> Work required:
Pick out all lines with the word "below" from the records that follow.

Referring expression data:
▬▬▬

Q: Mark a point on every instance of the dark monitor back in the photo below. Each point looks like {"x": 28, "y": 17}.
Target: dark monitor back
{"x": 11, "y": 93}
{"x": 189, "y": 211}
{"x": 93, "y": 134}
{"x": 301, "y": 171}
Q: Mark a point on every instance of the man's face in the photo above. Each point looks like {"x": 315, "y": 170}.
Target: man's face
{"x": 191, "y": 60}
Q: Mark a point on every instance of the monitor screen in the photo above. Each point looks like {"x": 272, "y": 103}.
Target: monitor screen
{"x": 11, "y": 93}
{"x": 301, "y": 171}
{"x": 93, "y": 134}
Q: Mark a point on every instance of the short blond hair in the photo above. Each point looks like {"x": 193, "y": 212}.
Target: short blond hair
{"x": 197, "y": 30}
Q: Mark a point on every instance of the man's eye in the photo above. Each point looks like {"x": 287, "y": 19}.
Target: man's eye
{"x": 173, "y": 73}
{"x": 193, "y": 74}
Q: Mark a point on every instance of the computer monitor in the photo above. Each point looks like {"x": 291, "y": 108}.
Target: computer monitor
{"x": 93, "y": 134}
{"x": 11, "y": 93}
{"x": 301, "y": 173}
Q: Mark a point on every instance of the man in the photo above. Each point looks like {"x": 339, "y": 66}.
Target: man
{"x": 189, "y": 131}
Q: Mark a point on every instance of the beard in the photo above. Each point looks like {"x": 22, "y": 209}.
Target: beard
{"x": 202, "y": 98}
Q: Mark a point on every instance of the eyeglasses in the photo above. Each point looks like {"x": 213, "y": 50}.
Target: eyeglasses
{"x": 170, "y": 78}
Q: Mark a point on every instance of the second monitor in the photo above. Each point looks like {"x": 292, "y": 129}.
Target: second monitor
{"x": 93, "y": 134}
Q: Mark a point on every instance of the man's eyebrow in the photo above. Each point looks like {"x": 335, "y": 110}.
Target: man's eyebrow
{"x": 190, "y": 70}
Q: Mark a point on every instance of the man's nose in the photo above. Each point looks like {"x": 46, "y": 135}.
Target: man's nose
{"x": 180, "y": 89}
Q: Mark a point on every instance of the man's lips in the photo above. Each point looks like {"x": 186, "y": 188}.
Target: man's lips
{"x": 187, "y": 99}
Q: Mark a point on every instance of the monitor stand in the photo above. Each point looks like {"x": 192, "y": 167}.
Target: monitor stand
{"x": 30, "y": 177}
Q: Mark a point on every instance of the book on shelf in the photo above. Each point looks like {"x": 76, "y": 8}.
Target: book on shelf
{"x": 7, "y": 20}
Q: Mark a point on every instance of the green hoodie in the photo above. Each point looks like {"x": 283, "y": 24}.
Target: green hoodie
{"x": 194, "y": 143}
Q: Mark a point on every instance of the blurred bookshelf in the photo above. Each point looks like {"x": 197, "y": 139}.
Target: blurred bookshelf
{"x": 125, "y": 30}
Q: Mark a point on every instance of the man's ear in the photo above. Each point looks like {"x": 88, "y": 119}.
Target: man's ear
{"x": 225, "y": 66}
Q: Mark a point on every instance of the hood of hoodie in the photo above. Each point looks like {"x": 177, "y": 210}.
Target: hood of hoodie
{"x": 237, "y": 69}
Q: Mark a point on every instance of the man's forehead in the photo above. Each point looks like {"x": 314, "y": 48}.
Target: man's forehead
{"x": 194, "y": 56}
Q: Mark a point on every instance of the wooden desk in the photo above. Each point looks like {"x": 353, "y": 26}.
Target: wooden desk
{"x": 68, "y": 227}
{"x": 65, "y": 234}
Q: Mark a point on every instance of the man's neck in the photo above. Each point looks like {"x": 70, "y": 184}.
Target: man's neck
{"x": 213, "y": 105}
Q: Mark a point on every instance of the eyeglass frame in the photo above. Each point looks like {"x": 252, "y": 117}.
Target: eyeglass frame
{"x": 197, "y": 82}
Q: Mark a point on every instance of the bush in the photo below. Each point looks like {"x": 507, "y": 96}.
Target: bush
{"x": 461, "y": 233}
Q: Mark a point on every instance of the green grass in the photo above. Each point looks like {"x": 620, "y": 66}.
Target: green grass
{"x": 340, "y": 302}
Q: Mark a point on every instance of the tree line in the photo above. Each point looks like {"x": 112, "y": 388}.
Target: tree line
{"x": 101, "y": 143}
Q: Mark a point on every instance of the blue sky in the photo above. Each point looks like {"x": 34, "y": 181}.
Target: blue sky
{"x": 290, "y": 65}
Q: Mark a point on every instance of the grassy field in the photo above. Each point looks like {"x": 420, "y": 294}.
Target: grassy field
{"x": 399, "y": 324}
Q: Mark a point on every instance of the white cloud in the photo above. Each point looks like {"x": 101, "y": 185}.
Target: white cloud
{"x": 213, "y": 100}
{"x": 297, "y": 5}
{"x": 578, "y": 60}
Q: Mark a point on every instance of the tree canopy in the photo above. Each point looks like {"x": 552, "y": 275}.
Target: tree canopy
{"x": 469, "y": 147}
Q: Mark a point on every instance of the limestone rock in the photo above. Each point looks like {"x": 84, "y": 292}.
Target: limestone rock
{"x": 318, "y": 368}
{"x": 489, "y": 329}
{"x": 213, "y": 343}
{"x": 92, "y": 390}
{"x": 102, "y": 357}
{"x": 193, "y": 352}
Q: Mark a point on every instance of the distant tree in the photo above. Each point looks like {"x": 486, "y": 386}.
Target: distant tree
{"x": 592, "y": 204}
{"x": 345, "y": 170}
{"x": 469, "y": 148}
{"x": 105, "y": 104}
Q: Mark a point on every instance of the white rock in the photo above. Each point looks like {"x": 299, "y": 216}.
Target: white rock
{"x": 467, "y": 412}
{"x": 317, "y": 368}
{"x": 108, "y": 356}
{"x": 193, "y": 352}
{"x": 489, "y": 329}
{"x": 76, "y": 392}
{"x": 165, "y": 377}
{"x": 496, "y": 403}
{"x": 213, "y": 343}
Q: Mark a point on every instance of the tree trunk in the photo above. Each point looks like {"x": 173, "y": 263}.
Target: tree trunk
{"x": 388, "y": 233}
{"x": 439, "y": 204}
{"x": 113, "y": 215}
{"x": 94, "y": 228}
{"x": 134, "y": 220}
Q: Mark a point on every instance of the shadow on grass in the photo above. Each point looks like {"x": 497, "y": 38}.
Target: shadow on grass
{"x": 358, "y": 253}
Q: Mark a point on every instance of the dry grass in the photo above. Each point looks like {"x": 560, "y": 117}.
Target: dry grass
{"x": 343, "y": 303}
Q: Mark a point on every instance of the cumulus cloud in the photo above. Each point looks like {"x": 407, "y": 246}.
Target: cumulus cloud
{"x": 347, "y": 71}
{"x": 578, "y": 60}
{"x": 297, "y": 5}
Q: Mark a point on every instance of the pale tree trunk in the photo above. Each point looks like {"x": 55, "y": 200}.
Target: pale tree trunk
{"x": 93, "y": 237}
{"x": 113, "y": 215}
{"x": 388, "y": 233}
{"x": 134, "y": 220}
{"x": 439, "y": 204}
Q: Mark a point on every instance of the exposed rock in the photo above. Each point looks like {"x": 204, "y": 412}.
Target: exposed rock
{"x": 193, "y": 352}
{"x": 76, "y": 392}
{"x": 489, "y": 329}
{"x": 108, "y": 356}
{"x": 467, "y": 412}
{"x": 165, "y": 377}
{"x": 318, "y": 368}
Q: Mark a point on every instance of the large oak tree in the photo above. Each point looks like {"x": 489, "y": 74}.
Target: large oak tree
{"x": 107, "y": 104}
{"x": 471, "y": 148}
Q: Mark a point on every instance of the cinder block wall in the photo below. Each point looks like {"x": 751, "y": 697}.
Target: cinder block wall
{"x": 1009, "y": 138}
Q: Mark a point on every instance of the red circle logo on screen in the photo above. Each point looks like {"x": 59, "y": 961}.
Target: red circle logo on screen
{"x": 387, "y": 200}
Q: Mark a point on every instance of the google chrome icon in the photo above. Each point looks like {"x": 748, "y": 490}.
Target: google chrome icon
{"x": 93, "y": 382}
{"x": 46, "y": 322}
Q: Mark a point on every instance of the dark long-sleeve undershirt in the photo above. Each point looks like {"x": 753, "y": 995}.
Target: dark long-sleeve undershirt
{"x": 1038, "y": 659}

▬▬▬

> Exercise result:
Q: Mark a point on every instance of the dark monitor back in the photo below. Each point looks like {"x": 28, "y": 17}.
Q: Mark a point on every instance of the bush in the photo below. Each point looks like {"x": 507, "y": 96}.
Q: Mark a point on every instance of the cinder block wall in the photo below. Each point looks like {"x": 751, "y": 697}.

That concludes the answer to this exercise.